═══ Text passage ═══

Ted Grant

Miners’ fight is our fight


Source: Militant, no. 88 (January 14, 1972)
Transcription: Francesco 2010
Proofread: Fred 2010
Markup: Niklas 2010


280,000 miners have accepted the challenge of the National Coal Board and the government who wish to keep them tied down to degrading wages. The increase offered of 7.9 percent does not even compensate for the rise in the cost of living of 14 percent. Since 1965 there has been a fall in real wages in comparison with rising costs. From being top in wage-rates, miners have fallen to the lower levels of workers. That is the reason for the first national miners’ strike since 1926.

The case of the miners is unanswerable. For dirty, dangerous and hard work, they demand a modest standard of living. Even if the full demands of the miners were conceded, it would not compensate for the dark, dreary conditions most of them have to work in. The underground workers do not see daylight till the weekend, and not always then.

The brutal attitude of the well-paid officials of the Coal Board has been dictated by the Tory government. Cold-bloodedly they wish to make the miners the target of their policies, just as last year it was the Post Office workers. The strike is the full responsibility of the Conservative government. It is their so-called “wages policy” of a “norm” of 8 percent which is behind the refusal of the Board to concede more than £2 and £1.90 for certain classes of miners.

It is not public enterprise they are defending, but the interests of the monopolies. If government enterprise gives way, then private big business would also have to concede reasonable wage increases which would at least be related in some measure to the increase in the cost of living. Hence their piggish stubbornness.

Even The Times, organ of big business, in its issue of January 10th, was compelled to admit in an editorial: “private owners would capitulate.” The government does not care if it costs tens of millions of pounds to the economy, as it undoubtedly will, if they can save the pockets of their millionaire backers. So much for their concern for the “nation and for the economy.” In crises of this sort, it is revealed that they stand for the naked interests of capital.

That is why every worker, every trade unionist and every Labour Party member must stand fully behind the miners. Their fight is our fight. It is the fight of the entire working class. These cold, callous, hard-faced men, these desperate capitalists, are defending their rotten system. No matter if the workers eke out a living, so long as their profits are kept up; that is their main concern. Carr, Barber, Davies and Heath are merely tools in their hands.

═══

**To do**
a) Answer these questions from the miners' strike article, one per line:
(i) What percentage increase was offered to the miners?
(ii) Which workers were the target of the government's policies the year before?
(iii) Which newspaper's January 10th editorial is quoted?
b) From the miners' strike article, return the passage starting with "That is why" and going on through "in their hands.", copied word for word.
The lines that come next are separate material and are not part of the miners' strike article.

═══ Dataset section ═══

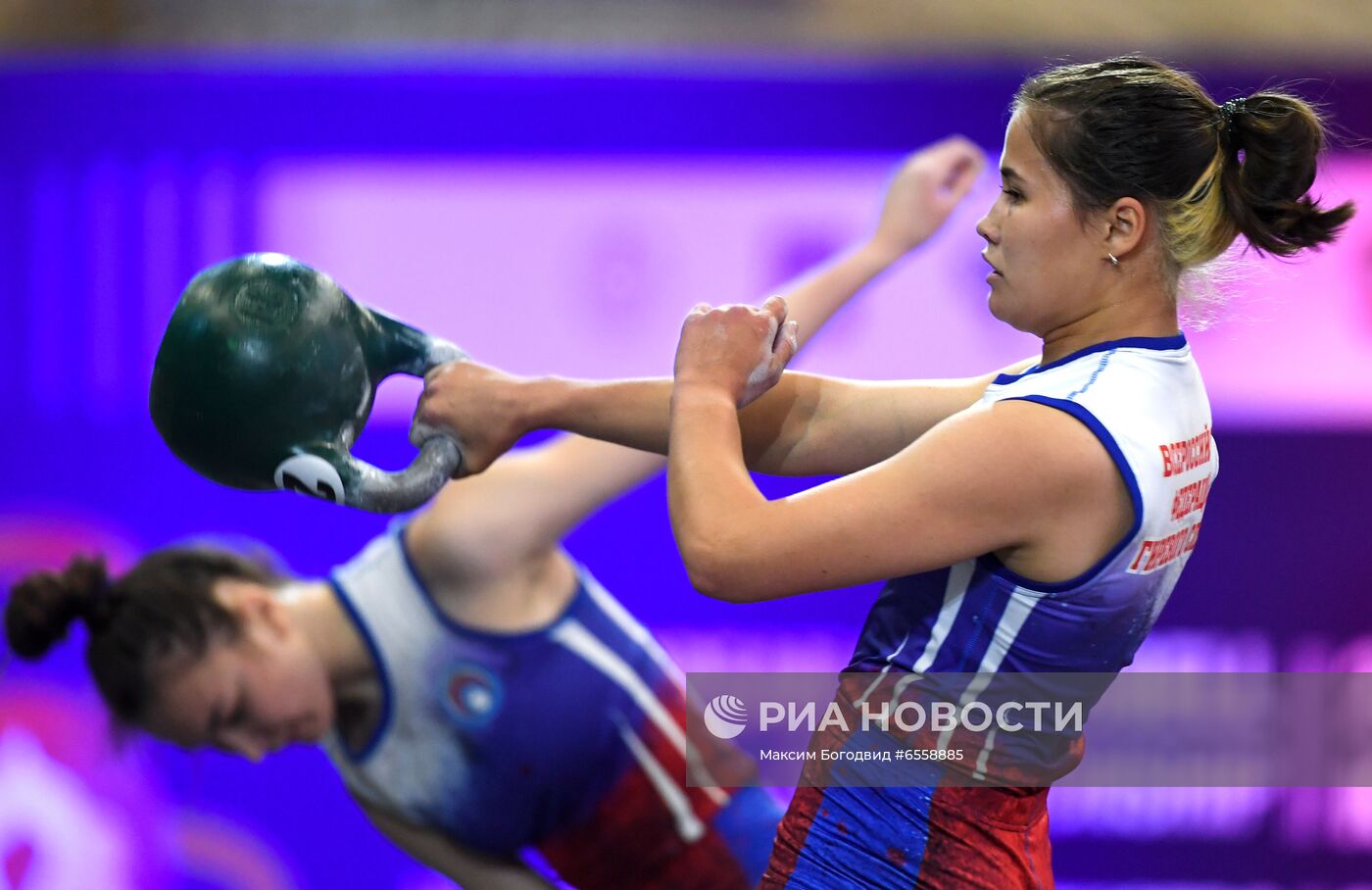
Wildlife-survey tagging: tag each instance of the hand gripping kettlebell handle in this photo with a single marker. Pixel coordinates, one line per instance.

═══

**The responses**
a)
(i) 7.9 percent
(ii) The Post Office workers
(iii) The Times

b)
That is why every worker, every trade unionist and every Labour Party member must stand fully behind the miners. Their fight is our fight. It is the fight of the entire working class. These cold, callous, hard-faced men, these desperate capitalists, are defending their rotten system. No matter if the workers eke out a living, so long as their profits are kept up; that is their main concern. Carr, Barber, Davies and Heath are merely tools in their hands.